* **PROBLEM TO SOLVE**
Quote the lines of the listing below verbatim, beginning with the line that contains "Exercise. Annotate the curled" and continuing through the line that contains "x=145, y=140", with both of those lines included.
* START INPUT ROWS *
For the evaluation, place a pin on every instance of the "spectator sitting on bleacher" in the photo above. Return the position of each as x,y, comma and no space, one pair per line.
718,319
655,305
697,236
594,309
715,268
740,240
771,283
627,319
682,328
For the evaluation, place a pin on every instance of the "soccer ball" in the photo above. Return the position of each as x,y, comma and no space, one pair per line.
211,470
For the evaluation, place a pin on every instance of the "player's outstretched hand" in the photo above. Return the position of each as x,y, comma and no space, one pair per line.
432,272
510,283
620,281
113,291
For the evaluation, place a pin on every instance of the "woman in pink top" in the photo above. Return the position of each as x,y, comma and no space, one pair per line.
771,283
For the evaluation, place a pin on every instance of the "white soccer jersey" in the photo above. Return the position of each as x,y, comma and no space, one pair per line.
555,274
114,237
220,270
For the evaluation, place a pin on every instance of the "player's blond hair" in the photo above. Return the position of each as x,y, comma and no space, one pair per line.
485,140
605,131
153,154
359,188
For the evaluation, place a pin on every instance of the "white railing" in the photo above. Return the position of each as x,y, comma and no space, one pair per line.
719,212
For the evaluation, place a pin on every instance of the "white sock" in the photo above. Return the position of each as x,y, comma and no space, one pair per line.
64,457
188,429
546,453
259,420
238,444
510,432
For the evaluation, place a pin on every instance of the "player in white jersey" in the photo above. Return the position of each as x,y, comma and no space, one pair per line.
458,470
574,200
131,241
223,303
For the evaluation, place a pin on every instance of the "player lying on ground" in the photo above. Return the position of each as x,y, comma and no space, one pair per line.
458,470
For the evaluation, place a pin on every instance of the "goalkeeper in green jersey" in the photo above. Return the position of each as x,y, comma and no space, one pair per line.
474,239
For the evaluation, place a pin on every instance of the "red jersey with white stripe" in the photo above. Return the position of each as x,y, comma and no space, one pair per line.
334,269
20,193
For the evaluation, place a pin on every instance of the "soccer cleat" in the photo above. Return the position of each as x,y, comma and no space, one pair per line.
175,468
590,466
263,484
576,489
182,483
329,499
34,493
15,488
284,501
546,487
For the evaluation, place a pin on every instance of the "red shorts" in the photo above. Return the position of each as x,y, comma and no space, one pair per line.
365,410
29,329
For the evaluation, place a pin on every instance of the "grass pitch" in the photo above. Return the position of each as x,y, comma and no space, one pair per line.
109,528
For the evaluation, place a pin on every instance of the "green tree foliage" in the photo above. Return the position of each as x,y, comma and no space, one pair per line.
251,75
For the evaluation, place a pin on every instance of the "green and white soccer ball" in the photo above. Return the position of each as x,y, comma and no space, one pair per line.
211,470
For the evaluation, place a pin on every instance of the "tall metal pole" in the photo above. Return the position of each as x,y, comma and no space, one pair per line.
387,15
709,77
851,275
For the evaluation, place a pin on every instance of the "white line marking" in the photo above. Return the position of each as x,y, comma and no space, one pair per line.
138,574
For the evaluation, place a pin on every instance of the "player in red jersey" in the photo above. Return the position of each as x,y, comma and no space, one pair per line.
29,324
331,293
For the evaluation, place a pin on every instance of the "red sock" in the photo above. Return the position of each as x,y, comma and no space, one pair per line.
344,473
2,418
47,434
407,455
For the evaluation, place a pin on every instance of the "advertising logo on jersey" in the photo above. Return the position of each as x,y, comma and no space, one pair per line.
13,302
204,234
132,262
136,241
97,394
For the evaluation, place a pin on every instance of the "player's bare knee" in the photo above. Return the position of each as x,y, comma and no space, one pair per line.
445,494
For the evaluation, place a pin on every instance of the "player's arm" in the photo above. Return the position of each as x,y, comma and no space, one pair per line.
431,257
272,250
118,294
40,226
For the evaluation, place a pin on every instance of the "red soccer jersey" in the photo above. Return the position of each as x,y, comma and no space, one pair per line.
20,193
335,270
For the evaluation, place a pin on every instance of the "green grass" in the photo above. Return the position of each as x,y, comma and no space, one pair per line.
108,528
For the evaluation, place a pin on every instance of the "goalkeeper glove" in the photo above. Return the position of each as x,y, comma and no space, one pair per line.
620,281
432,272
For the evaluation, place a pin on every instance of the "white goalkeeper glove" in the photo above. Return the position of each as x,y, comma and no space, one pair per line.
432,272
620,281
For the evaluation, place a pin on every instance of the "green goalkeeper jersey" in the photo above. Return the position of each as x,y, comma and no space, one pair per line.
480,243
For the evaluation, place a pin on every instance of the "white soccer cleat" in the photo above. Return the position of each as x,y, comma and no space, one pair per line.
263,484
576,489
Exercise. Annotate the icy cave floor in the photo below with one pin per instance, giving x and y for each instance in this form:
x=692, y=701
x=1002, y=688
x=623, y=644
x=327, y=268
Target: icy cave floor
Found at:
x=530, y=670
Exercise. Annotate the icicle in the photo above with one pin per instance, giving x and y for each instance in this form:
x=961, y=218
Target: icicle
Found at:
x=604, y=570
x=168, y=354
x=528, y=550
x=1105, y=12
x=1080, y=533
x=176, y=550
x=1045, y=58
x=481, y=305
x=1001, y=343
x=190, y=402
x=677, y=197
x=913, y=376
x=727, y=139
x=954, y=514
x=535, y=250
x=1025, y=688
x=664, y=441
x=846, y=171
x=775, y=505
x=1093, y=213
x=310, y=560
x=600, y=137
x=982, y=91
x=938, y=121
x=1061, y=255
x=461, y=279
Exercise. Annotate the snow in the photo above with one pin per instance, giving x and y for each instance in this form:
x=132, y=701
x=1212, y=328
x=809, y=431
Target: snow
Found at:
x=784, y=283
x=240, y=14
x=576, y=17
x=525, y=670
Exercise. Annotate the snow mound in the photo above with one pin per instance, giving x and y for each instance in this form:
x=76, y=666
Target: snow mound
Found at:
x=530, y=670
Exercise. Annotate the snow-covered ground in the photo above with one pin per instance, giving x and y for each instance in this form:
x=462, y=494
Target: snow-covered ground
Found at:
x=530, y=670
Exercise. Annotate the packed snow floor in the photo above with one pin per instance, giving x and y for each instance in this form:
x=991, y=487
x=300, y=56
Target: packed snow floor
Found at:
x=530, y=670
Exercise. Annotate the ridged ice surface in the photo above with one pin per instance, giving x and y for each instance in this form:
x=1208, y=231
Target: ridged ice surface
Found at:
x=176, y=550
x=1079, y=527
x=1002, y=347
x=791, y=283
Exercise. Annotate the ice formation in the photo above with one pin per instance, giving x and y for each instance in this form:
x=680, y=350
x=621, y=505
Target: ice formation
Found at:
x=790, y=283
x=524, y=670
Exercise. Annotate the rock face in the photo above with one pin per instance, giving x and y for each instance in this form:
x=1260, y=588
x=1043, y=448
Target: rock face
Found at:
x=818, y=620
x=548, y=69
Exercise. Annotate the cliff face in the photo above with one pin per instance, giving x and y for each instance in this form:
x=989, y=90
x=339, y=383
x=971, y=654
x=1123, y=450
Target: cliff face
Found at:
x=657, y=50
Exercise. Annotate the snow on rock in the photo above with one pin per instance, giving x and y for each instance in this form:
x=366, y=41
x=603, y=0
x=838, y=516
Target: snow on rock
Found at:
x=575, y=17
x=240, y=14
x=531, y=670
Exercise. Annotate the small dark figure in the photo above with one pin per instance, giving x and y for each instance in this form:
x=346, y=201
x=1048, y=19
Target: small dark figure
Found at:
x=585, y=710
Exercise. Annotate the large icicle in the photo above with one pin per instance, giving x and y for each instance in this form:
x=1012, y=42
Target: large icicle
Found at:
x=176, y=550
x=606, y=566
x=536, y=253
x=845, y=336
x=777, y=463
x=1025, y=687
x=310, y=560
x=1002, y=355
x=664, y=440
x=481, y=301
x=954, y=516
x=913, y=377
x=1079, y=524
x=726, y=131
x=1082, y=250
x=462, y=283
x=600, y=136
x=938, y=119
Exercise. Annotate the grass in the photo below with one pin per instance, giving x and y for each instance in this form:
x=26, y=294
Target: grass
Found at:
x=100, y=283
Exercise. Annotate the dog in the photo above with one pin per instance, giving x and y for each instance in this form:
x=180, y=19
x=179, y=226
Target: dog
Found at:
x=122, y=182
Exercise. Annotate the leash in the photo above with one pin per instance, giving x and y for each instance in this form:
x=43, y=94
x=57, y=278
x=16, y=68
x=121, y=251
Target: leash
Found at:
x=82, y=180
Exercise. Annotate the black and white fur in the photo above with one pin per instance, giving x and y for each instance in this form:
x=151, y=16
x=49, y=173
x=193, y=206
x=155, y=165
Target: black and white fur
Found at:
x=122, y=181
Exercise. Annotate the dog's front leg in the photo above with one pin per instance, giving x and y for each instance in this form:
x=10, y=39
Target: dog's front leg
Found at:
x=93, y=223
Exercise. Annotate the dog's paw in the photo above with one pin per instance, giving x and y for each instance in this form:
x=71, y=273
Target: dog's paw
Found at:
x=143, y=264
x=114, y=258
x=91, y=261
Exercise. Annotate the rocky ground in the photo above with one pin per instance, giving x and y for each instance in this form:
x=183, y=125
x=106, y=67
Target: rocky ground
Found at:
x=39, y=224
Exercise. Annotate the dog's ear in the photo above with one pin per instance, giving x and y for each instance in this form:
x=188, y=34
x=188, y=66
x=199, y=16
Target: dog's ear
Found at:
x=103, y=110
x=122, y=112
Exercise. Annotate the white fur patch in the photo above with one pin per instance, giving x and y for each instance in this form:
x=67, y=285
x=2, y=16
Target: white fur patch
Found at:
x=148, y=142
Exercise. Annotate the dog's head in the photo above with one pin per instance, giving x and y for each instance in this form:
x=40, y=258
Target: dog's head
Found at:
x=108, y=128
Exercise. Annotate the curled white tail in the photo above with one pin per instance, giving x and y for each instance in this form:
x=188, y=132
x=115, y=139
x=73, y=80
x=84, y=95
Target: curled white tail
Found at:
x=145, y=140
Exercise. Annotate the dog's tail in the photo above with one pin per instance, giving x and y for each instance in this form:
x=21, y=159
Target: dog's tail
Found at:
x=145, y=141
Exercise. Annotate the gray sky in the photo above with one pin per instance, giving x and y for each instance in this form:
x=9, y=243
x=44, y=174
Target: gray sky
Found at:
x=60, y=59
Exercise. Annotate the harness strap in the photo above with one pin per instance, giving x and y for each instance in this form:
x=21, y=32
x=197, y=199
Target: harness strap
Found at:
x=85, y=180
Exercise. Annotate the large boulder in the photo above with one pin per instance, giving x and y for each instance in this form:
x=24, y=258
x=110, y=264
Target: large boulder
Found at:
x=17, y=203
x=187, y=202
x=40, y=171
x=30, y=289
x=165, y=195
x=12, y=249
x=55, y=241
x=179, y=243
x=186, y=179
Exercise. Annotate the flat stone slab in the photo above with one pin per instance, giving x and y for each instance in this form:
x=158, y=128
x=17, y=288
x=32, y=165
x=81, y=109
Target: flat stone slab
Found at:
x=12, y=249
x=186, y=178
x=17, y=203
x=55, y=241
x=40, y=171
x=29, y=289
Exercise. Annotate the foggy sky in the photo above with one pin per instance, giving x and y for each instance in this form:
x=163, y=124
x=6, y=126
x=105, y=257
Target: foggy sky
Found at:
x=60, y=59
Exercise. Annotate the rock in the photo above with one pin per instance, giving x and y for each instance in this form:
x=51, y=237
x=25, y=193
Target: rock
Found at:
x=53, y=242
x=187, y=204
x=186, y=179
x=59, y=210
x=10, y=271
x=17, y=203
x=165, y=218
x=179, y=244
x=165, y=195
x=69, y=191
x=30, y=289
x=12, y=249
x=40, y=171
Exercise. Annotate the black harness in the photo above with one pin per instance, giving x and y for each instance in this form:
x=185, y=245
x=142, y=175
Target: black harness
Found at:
* END INPUT ROWS *
* **FINISHED ANSWER**
Exercise. Annotate the curled white tail in the photo above with one pin per instance, giving x and y for each instance in this form:
x=188, y=132
x=115, y=139
x=73, y=80
x=84, y=95
Target: curled white tail
Found at:
x=145, y=140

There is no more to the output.